*Page extract*.
[Start of Attachment]

I also spoke to a Palestinian journalist working as a cameraperson and fixer, who was stationed at the Nasser Hospital in Khan Younis for over a week. The journalist wished to conceal their identity for security reasons and wouldn’t specify where they are currently based, but told me the following:

“As a journalist that is working here in the Gaza Strip, I have covered a number of wars, which you can check the human rights reports about, they will tell you about massacres against civilians. At the Nasser Hospital, we see times where there are non-stop ambulances, cars carrying dead people and we do not see military people killed, it’s all civilians. When you are actually a reporter on the ground, you cannot see what you are seeing and describe it as anything other than a massacre. You tell me, if you see nothing but dead children for an hour, what else are you supposed to say other than it is a massacre? If we were seeing dead fighters, sure, we can have another discussion, but this is the worst war we’ve ever seen and it's almost all dead children that we are witnessing.”

In the interview with al-Udaini, Hartley-Brewer pointed out that the Israeli military has asked people to move from the north of Gaza to south “so that they can tackle the Hamas fighters,” then proceeded to press the Palestinian as to why she hadn’t left her home in Gaza City. When al-Udaini returns the question, asking “why to leave, this is my homeland, if someone asks you to leave are you going to leave your home?” To which the host responds that “if someone said they are going to bomb me and my family to death, like you are saying a massacre’, then I would leave, yeah I would leave.” By insinuating that al-Udaini is putting her family, as well as herself, at risk, Hartley-Brewer stops just short of implying that should her home be bombed, the responsibility does not fully lie on the Israeli army.

Israeli media picked up on the interview, using it as evidence that Palestinian journalists can’t answer the question as to what the Israeli military should do to them. This, al-Udaini says, was followed by calls to her home from agents working for the Israeli state, some of whom were pretending to be part of international organizations and requested information on the number of people living in her home. Wafa is now being cautious with what she says over the phone and wasn’t able to answer many questions I asked her for fear of how the Israeli military could potentially use it.

If any media outlet in the West were to begin an interview with an Israeli who had suffered threats from Hamas, had lost family and friends, or had rockets fall near their home, by asking them “do you condemn the Israeli military” and “what do you think the Palestinian response against your community should be,” the bias in their approach would be clear to see. However, when the same line of questioning is put to Palestinians, it is treated as commonplace. The reality is that this is a clear display of double-standards, but when coupled with a lack of empathy for people who have suffered the horrors of war, it displays something else – dehumanization.

[End of Attachment]

*Work instructions*.
1 – Answer these about the excerpt on Gaza war reporting, one line each:
(a) Where was the Palestinian cameraperson and fixer stationed, and for how long?
(b) According to Hartley-Brewer, where has the Israeli military asked people to move?
(c) What information did the callers to al-Udaini's home request?
2 – Duplicate the excerpt on Gaza war reporting word for word, starting at "Israeli media picked" and ending at "potentially use it.".
The data below is not needed for anything here.

*Information shown*.
[Start of Attachment]

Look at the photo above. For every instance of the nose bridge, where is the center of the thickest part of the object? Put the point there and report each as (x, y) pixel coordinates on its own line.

[End of Attachment]

*Results in order*.
1 –
(a) At the Nasser Hospital in Khan Younis, for over a week.
(b) From the north of Gaza to the south.
(c) The number of people living in her home.

2 –
Israeli media picked up on the interview, using it as evidence that Palestinian journalists can’t answer the question as to what the Israeli military should do to them. This, al-Udaini says, was followed by calls to her home from agents working for the Israeli state, some of whom were pretending to be part of international organizations and requested information on the number of people living in her home. Wafa is now being cautious with what she says over the phone and wasn’t able to answer many questions I asked her for fear of how the Israeli military could potentially use it.